### Consegna scritta 1
Secondo l'articolo sul direttore del Tg1, quale giornale ha diffuso la notizia che Meloni vuole Gian Marco Chiocci come portavoce?

01/09/2025
da Remocontro
Il telegiornale ‘principe’ Rai, battuto per la prima volta da quello Mediaset. Come premio il direttore, il semi ignoto Chiocci, passa da ‘Telemeloni’, direttamente a portavoce della premier, finalmente senza inganni. Il servizio pubblico è sempre più un parcheggio per le seconde file della destra, denuncia l’opposizione. Anche terze file.
Sempre Meloni, televisiva o meno
La notizia l’ha data il Foglio: Meloni vuole prendere come portavoce il direttore del Tg1 Gian Marco Chiocci. Lui non ha smentito. Anzi ha confermato: ci sta pensando, ma intanto continua a fare il suo lavoro da portavoce ufficioso. Dal Foglio al manifesto: ‘Ieri all’ora di pranzo il semi ignoto Chiocci ha convocato la redazione. Appena un quarto d’ora, giusto il tempo per dire che in effetti l’ipotesi è in piedi ma che in ogni caso, prima di dire sì, l’azienda verrà, bontà sua, messa al corrente. Potrebbe accadere molto presto’. Tra i giornalisti molti hanno ringraziato per i chiarimenti, altri si sono detti preoccupati. Al peggio non c’è mai fine?

### Materiale fornito
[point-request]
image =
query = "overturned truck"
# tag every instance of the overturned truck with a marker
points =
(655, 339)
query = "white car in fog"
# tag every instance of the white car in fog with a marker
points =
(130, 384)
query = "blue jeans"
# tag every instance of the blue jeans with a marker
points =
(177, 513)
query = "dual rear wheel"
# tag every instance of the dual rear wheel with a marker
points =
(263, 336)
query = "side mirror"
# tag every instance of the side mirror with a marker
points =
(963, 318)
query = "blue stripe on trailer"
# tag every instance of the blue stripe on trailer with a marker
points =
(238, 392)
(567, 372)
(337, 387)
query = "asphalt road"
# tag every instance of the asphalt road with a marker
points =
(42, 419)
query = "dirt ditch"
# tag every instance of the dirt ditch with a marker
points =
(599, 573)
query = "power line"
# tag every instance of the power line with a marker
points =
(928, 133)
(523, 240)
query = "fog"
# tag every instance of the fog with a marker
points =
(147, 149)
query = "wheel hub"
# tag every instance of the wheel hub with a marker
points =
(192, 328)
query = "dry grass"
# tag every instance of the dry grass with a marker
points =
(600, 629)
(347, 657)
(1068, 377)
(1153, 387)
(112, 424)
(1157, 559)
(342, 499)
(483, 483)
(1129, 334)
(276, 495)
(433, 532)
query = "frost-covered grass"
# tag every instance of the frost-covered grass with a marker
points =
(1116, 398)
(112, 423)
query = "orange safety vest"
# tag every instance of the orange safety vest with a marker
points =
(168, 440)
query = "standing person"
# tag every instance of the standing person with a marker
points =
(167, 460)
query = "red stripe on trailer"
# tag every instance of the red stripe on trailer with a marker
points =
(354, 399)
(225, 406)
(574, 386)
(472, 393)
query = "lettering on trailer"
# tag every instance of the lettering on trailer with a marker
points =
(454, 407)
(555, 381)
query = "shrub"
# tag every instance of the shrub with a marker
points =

### Consegna scritta 2
Calcola quante righe dei record contengono la parola "covered", tenendo conto di maiuscole e minuscole, e scrivi soltanto il numero.

### Risposta 1
Il Foglio.

### Risposta 2
2